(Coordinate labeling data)

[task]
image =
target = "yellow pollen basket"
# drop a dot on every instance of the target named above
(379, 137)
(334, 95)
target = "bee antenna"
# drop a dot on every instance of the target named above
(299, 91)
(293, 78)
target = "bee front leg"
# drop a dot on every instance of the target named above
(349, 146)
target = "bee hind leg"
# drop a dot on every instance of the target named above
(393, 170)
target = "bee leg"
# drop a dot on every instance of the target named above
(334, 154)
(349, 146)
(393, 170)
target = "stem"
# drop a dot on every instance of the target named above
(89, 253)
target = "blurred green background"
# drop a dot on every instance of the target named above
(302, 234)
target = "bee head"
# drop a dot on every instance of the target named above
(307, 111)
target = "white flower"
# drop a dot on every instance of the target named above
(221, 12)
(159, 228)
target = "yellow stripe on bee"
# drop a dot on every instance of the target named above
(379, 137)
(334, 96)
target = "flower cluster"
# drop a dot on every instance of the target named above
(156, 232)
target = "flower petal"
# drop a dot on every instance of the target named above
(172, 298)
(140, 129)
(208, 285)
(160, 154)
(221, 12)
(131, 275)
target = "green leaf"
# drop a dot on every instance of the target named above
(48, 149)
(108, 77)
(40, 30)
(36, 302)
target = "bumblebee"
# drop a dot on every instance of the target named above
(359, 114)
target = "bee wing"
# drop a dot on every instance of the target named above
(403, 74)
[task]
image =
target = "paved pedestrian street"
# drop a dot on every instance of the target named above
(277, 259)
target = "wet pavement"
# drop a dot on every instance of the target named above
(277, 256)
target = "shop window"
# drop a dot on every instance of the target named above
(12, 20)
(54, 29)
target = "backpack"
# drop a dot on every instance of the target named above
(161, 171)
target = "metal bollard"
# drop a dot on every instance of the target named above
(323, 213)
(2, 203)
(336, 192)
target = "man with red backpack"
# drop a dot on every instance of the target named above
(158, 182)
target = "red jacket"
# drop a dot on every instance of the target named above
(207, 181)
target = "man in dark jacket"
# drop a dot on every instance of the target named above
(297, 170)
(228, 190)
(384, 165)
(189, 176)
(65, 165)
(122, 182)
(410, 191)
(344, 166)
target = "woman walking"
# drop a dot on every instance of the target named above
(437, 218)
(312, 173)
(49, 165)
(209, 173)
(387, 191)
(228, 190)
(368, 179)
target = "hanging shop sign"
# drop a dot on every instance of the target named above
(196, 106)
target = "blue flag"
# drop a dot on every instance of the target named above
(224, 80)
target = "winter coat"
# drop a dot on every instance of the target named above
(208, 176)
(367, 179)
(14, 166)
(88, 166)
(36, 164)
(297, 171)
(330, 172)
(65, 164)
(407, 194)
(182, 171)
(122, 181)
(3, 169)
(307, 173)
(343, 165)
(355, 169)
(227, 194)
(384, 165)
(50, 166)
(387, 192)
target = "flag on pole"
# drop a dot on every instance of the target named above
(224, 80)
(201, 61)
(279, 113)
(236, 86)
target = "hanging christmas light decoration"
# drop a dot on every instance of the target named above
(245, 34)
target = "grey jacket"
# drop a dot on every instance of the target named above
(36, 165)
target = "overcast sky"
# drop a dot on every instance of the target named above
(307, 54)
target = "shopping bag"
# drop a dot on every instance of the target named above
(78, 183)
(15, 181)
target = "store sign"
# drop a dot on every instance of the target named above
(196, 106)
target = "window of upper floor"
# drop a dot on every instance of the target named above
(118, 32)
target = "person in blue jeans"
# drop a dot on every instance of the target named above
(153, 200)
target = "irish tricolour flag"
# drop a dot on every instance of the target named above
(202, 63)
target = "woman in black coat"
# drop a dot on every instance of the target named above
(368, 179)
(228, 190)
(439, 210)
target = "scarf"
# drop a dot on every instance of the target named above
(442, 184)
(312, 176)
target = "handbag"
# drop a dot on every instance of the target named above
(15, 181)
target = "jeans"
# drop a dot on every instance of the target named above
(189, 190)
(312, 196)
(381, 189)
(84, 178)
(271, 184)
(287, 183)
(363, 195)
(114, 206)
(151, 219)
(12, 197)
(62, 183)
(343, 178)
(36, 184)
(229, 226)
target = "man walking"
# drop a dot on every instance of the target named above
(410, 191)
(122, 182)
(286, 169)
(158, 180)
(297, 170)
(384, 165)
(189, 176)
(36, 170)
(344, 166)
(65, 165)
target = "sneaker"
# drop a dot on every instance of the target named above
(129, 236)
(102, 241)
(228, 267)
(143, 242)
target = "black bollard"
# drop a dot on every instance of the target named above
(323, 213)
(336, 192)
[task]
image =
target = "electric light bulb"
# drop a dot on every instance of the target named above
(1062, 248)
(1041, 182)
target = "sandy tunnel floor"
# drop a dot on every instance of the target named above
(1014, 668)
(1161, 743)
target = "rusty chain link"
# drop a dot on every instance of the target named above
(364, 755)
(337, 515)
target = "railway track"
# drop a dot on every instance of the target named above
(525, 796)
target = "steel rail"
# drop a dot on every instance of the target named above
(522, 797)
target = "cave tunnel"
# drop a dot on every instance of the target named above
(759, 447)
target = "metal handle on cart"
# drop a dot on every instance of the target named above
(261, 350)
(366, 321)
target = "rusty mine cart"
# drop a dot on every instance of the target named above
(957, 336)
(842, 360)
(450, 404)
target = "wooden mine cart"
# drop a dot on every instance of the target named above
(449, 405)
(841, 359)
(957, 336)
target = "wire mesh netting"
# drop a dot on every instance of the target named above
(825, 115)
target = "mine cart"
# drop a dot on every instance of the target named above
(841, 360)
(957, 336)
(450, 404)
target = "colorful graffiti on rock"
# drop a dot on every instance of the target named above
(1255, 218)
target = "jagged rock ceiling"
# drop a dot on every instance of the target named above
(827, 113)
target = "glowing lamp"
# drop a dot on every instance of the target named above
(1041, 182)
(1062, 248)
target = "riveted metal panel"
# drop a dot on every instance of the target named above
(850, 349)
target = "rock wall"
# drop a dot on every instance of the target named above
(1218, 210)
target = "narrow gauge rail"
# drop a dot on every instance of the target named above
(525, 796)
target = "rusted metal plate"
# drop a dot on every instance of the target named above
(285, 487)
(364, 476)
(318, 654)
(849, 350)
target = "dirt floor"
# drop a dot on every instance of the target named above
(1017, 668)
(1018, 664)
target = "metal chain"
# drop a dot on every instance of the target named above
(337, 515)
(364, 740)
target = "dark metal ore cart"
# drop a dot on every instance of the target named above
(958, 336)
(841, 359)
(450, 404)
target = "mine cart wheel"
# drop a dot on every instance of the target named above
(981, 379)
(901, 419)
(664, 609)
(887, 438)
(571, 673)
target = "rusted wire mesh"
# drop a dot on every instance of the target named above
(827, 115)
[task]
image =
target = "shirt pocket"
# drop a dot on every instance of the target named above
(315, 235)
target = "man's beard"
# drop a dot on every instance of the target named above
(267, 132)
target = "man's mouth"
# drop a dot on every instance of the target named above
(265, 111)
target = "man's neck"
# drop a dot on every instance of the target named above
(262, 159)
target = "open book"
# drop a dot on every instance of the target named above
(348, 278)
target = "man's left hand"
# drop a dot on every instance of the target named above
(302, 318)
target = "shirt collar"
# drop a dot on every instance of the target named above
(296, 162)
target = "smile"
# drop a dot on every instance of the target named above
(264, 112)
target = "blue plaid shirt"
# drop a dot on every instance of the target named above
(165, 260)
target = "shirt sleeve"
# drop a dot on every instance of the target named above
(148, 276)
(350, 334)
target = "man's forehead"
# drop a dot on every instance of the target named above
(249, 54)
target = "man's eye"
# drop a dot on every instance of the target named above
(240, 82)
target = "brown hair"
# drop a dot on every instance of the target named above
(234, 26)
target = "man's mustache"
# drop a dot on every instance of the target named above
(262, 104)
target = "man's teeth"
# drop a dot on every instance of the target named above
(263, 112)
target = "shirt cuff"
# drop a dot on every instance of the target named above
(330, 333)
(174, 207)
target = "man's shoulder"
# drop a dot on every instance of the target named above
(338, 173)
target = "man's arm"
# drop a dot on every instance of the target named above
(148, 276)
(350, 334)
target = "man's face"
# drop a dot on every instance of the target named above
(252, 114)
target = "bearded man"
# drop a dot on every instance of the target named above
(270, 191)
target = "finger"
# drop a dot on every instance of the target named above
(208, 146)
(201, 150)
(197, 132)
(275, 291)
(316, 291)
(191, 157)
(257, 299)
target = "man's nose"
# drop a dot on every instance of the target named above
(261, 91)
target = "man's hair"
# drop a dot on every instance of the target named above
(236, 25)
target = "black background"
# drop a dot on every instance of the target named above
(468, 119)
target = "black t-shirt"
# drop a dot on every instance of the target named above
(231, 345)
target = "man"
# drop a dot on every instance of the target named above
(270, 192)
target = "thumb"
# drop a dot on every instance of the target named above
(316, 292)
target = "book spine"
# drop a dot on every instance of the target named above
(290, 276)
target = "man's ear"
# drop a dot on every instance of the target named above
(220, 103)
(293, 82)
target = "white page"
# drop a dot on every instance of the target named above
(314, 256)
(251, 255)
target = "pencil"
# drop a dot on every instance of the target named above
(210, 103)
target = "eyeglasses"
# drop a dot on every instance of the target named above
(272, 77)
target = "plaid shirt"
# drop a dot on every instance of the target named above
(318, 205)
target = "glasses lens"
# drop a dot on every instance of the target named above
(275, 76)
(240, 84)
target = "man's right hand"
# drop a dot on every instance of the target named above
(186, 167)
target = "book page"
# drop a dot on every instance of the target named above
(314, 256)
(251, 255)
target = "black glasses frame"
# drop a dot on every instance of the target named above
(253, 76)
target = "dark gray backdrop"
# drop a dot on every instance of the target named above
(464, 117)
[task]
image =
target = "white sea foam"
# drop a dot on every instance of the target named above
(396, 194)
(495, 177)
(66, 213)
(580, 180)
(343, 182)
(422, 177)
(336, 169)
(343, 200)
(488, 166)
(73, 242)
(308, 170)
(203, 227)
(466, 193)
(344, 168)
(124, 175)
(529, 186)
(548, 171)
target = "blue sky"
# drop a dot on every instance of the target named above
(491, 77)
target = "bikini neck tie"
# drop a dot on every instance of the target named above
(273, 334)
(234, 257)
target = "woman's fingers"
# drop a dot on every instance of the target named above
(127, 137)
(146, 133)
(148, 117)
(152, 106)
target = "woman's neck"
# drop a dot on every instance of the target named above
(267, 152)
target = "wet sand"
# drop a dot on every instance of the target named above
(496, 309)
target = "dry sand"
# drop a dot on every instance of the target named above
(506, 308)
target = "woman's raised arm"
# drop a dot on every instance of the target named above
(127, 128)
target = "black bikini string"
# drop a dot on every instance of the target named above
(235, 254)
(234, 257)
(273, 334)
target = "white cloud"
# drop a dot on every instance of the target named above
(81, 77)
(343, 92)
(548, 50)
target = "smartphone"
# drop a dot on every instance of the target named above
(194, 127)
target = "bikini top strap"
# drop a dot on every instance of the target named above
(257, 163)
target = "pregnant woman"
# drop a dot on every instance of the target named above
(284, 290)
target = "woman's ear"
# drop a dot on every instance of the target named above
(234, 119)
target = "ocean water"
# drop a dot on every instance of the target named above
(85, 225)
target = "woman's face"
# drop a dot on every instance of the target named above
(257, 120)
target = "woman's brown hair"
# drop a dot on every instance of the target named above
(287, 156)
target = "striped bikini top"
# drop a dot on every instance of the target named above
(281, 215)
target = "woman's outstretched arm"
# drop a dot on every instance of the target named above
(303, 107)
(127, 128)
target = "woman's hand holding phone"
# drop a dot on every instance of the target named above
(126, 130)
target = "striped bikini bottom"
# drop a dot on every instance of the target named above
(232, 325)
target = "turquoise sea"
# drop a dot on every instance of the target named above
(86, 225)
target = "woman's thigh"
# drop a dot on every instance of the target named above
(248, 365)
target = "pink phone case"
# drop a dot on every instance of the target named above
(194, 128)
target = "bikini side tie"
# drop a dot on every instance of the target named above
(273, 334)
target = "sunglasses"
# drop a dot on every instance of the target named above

» **PROBLEM REQUIREMENTS**
Please tally the lines in the data above that contain the string "bikini" and give only the number.

» **WRITTEN RESPONSE**
6